>> START RECORDS SHOWN

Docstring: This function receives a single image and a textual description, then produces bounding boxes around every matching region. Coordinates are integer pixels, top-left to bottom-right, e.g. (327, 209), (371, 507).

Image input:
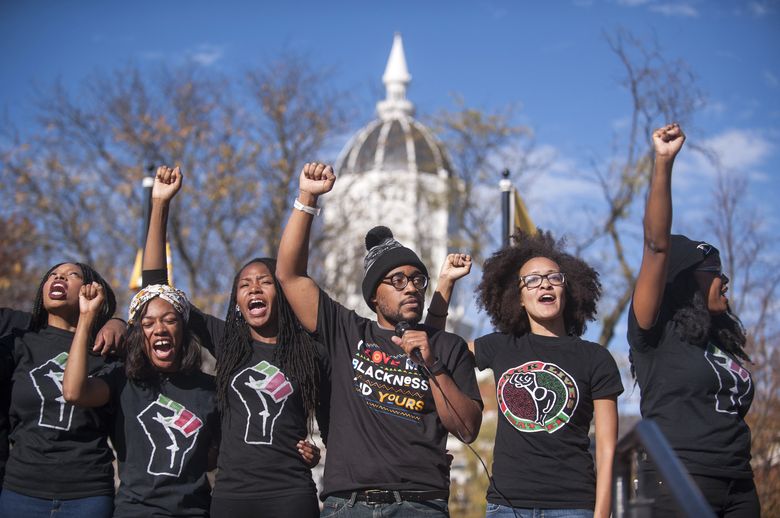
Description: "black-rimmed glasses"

(382, 272), (428, 291)
(518, 272), (566, 290)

>> END RECORDS SHOWN

→ **EXERCISE**: Recast the material above as a Markdown table with two columns, Row for the line number and Text for the line itself. Skip blank lines and leave the picture out of your answer.

→ **TASK RESULT**:
| Row | Text |
|---|---|
| 1 | Docstring: This function receives a single image and a textual description, then produces bounding boxes around every matching region. Coordinates are integer pixels, top-left to bottom-right, e.g. (327, 209), (371, 507). |
| 2 | Image input: |
| 3 | Description: "black-rimmed glasses" |
| 4 | (382, 272), (428, 291) |
| 5 | (518, 272), (566, 290) |